### Exercise prompt:
Output every line below exactly.

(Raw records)
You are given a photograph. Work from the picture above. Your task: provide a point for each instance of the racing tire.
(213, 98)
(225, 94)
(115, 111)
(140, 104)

### Solution below:
You are given a photograph. Work from the picture above. Your task: provide a point for each instance of the racing tire.
(213, 98)
(225, 94)
(115, 111)
(140, 104)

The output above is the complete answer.